> Problem to work on
Would you reproduce each line below exactly, leaving every picture out?

'''

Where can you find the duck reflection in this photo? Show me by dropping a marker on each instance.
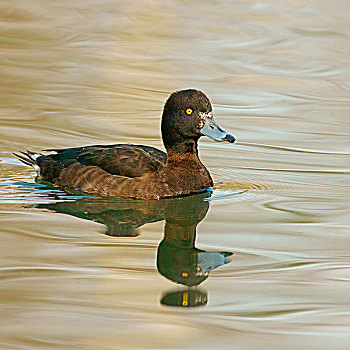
(177, 257)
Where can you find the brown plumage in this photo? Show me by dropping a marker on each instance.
(138, 171)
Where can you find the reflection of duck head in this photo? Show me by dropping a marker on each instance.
(178, 259)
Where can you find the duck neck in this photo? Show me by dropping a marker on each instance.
(183, 149)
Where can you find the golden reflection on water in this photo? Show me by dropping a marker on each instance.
(85, 72)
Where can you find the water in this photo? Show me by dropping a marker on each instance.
(86, 273)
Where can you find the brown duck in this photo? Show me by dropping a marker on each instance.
(138, 171)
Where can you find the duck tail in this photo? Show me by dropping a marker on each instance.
(29, 158)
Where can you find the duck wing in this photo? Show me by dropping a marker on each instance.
(121, 159)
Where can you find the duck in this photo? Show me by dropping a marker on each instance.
(139, 171)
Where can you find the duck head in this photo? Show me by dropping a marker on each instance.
(187, 116)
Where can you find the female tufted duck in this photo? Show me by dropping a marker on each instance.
(139, 171)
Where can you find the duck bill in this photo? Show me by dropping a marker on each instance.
(213, 130)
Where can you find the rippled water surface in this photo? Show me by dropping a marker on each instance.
(262, 264)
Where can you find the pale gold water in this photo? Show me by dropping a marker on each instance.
(75, 73)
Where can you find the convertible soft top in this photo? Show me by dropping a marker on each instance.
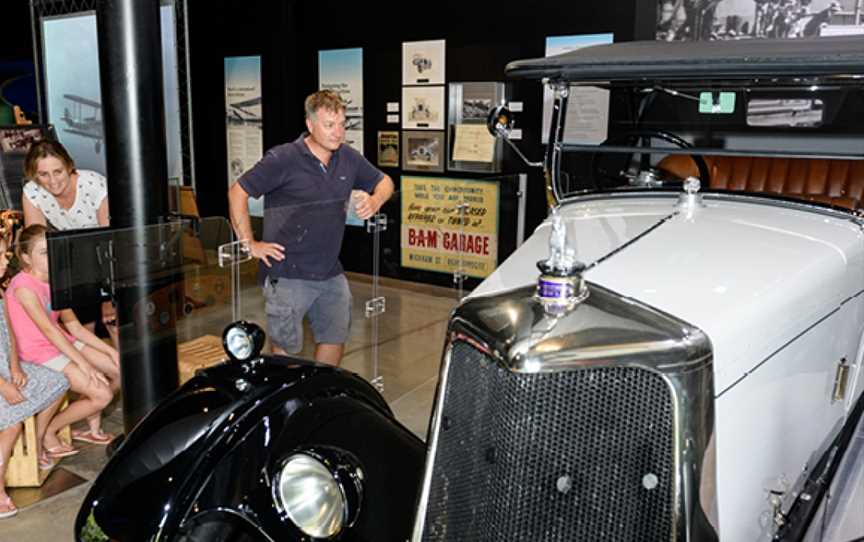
(704, 60)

'''

> Result for this exercise
Where can you find the duck reflection in this photo? Show me by dropping a marker on each instance.
(177, 257)
Where can you find the brown plumage in this photo? Show me by dropping a marker on each instance.
(138, 171)
Where can you find the reflection of duck head in this photo? Show me by dropping a marker on each instance.
(178, 259)
Where can you find the duck neck in this photo? Show me by dropping a marker on each instance.
(183, 149)
Where can you find the golden reflection on water in this photo? Show me by dropping a marker on each instance.
(85, 72)
Where can you find the water in this photo? Show me by dropping a marker on each instance.
(86, 273)
Where can you find the brown duck in this photo? Show me by dropping a marker on each instance.
(138, 171)
Where can you find the duck tail in this photo? Show me by dropping a marker on each instance.
(29, 158)
Where can you find the duck wing in this photo? Show me by dropping a marker on each instance.
(121, 159)
Where can you find the duck in this photo? Show me by dropping a marker on each instance.
(139, 171)
Where can you find the duck head in this photo? Show me by dropping a marker on each instance.
(187, 116)
Where can you find the female tufted duck in this photo? Show me by dropping a marker on each instance.
(139, 171)
Where can you find the duck bill in this photo? Show me by dropping a marker on each instance.
(213, 130)
Where can you find the rippled water surface in this photo? Show me by dropping a marker on each instance.
(262, 264)
Where can you find the pale gold water in this photo? Show me by dropping a marker on each instance.
(75, 73)
Where can you find the convertible soft top in this photo? Show me by dropping a marker on each instance.
(704, 60)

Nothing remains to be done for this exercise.